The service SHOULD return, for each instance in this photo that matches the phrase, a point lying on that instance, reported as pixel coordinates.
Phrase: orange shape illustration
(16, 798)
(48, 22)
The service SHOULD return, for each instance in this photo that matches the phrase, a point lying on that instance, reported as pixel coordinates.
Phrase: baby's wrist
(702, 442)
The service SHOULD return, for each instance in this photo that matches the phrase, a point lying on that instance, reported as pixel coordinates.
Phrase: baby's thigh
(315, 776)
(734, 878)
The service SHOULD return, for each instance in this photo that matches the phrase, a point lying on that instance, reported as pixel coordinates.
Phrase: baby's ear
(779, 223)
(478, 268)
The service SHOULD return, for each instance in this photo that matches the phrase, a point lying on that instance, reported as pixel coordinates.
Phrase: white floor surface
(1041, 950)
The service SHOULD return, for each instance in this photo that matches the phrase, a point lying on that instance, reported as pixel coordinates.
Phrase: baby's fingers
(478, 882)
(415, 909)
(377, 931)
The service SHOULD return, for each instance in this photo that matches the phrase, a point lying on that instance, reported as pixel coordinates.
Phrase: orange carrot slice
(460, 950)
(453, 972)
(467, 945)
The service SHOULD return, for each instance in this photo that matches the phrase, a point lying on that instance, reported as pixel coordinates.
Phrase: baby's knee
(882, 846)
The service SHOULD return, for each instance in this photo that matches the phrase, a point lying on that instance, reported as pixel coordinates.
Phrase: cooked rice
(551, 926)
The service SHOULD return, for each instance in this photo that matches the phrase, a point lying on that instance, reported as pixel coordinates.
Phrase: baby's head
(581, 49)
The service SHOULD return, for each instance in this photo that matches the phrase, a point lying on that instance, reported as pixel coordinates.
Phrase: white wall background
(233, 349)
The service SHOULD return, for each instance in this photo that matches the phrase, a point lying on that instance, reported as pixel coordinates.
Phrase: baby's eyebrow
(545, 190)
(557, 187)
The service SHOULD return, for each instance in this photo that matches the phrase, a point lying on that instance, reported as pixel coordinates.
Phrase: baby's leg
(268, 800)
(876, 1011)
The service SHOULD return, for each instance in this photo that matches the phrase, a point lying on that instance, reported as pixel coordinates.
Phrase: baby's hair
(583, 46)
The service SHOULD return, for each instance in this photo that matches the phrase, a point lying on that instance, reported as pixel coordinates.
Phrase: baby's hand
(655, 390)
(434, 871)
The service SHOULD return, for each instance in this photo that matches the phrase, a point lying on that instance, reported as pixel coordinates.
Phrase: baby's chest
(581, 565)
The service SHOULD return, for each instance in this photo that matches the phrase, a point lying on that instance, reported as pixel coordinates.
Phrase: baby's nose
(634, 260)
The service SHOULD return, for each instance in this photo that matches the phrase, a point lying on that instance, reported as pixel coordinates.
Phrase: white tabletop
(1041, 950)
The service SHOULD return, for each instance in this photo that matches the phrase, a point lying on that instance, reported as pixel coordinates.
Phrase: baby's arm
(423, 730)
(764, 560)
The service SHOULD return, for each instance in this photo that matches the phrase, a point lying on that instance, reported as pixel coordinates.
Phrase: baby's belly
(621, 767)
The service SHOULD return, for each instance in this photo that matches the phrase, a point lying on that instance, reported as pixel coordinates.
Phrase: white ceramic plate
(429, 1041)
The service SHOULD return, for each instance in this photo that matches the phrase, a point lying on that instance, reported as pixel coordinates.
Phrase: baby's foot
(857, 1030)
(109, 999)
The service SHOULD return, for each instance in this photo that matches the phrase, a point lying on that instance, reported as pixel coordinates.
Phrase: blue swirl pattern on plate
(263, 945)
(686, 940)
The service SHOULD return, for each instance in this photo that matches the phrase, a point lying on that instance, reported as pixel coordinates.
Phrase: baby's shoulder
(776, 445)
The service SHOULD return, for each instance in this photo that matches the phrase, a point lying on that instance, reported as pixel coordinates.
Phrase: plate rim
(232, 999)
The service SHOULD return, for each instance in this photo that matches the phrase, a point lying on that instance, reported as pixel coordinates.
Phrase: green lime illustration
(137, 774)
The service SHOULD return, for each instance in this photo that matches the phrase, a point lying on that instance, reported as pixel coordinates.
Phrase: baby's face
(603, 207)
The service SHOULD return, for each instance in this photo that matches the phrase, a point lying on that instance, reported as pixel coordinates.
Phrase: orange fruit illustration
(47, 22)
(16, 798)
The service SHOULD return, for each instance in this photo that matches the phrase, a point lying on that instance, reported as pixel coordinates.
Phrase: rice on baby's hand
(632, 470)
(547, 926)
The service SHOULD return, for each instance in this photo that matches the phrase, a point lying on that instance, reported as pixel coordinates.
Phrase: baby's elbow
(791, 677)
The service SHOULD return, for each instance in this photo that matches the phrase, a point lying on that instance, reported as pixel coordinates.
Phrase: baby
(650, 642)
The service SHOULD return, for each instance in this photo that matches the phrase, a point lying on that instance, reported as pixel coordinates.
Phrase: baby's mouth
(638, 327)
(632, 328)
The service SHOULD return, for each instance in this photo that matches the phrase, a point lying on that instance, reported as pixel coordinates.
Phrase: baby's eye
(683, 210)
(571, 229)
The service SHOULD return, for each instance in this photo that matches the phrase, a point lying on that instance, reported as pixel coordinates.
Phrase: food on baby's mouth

※ ※ ※

### Exercise objective
I'd like all of the entries written out again exactly as they appear above.

### Worked solution
The service SHOULD return, for each instance in this photo that matches the phrase, a point lying on that instance, reported as pixel coordinates.
Phrase: orange shape illustration
(16, 798)
(48, 22)
The service SHOULD return, for each instance in this photo that matches the phrase, a point lying on that instance, reported as pixel coordinates.
Phrase: baby's wrist
(702, 442)
The service SHOULD return, for each instance in this photo that matches the phrase, a point lying on that instance, reported as pixel coordinates.
Phrase: baby's thigh
(315, 776)
(734, 878)
The service SHOULD return, for each instance in this photo that matches the phrase, a point lying on that instance, reported as pixel coordinates.
Phrase: baby's ear
(779, 223)
(478, 268)
The service SHOULD return, for each instance in this photo that matches the phrase, a point lying on that instance, reported as pixel coordinates.
Phrase: white floor surface
(1041, 950)
The service SHOULD return, for each instance in this photo that matches the phrase, a point lying on that instance, reported as pixel coordinates.
Phrase: baby's fingers
(478, 882)
(415, 909)
(377, 931)
The service SHOULD return, for each instance in this photo that matches the phrase, a point lying on that instance, reported as pixel coordinates.
Phrase: orange carrot slice
(460, 950)
(453, 972)
(467, 945)
The service SHOULD return, for each instance in this photo that matches the phrase, a point lying on that instance, reported as pixel coordinates.
Phrase: baby's knee
(882, 846)
The service SHOULD return, for each instance in this photo that matches the phrase, a point lying on that instance, reported as pixel coordinates.
Phrase: cooked rice
(551, 926)
The service SHOULD return, for each instance in this photo that matches the phrase, a point lying on that instance, reported as pixel coordinates.
Phrase: baby's head
(581, 49)
The service SHOULD return, for each instance in this photo that matches the phrase, a point lying on that instance, reported as pixel coordinates.
Phrase: white wall background
(233, 349)
The service SHOULD return, for each instance in this photo that matches the phrase, a point lying on that instance, reported as pixel coordinates.
Phrase: baby's eyebrow
(545, 190)
(557, 187)
The service SHOULD return, for each instance in this photo that matches the phrase, a point lying on that instance, reported as pixel coordinates.
Phrase: baby's leg
(268, 800)
(876, 1011)
The service SHOULD return, for each instance in this photo that matches the phrase, a point lying on that instance, reported as pixel coordinates.
Phrase: baby's hair
(583, 46)
The service SHOULD return, for each instance in this photo that matches the phrase, a point lying on that instance, reported as pixel coordinates.
Phrase: baby's hand
(655, 390)
(434, 871)
The service SHOULD return, for each instance in this photo that matches the phrase, a point lying on that instance, reported as pixel coordinates.
Phrase: baby's chest
(581, 565)
The service SHOULD return, for each instance in this photo that matches the phrase, a point lying on that instance, reported as pixel coordinates.
Phrase: baby's nose
(634, 260)
The service SHOULD return, for each instance in this photo that matches the phrase, a point lying on that instance, reported as pixel coordinates.
Phrase: white tabletop
(1041, 950)
The service SHOULD return, for each instance in this photo that matches the phrase, a point lying on that instance, reported as pixel coordinates.
Phrase: baby's arm
(423, 730)
(764, 560)
The service SHOULD return, for each instance in this photo that matches the phrase, a point lying on that instance, reported as pixel coordinates.
Phrase: baby's belly
(621, 767)
The service SHOULD return, for each instance in this photo that matches the phrase, a point lying on that instance, reported as pixel coordinates.
Phrase: white ceramic plate
(429, 1041)
The service SHOULD return, for each instance in this photo that matches the phrase, a point lying on that instance, reported as pixel coordinates.
Phrase: baby's foot
(857, 1030)
(109, 999)
The service SHOULD return, for each instance in this photo that matches the phrase, a point lying on that instance, reported as pixel coordinates.
Phrase: blue swirl pattern on plate
(263, 945)
(686, 940)
The service SHOULD return, for each instance in this photo that matches the phrase, a point lying on that instance, reported as pixel coordinates.
Phrase: baby's shoulder
(776, 445)
The service SHOULD return, for each instance in this photo that matches the phrase, a point lying on that instance, reported as pixel coordinates.
Phrase: plate rim
(232, 999)
The service SHOULD return, for each instance in this photo that matches the phrase, a point lying on that instance, reported as pixel coordinates.
Phrase: green lime illustration
(137, 774)
The service SHOULD return, for each instance in this photo that matches the phrase, a point lying on that instance, reported as pixel coordinates.
Phrase: baby's face
(603, 207)
The service SHOULD return, for each instance in this photo that matches the phrase, a point lying on that instance, reported as pixel coordinates.
Phrase: orange fruit illustration
(47, 22)
(16, 798)
The service SHOULD return, for each instance in this photo that matches the phrase, a point lying on that instance, reported as pixel coordinates.
Phrase: rice on baby's hand
(632, 470)
(547, 926)
The service SHOULD return, for each instance in this photo that matches the phrase, a point lying on that instance, reported as pixel coordinates.
Phrase: baby's elbow
(791, 677)
The service SHOULD return, for each instance in this photo that matches the phrase, a point lying on that instance, reported as pixel coordinates.
Phrase: baby
(650, 642)
The service SHOULD return, for each instance in this photo that matches the phrase, a point lying on that instance, reported as pixel coordinates.
Phrase: baby's mouth
(638, 327)
(632, 328)
The service SHOULD return, for each instance in this photo that matches the phrase, a point lying on that instance, reported as pixel coordinates.
Phrase: baby's eye
(683, 210)
(571, 229)
The service SHOULD return, for each instance in this photo that matches the phrase, a point lying on that instance, reported as pixel coordinates.
Phrase: food on baby's mouth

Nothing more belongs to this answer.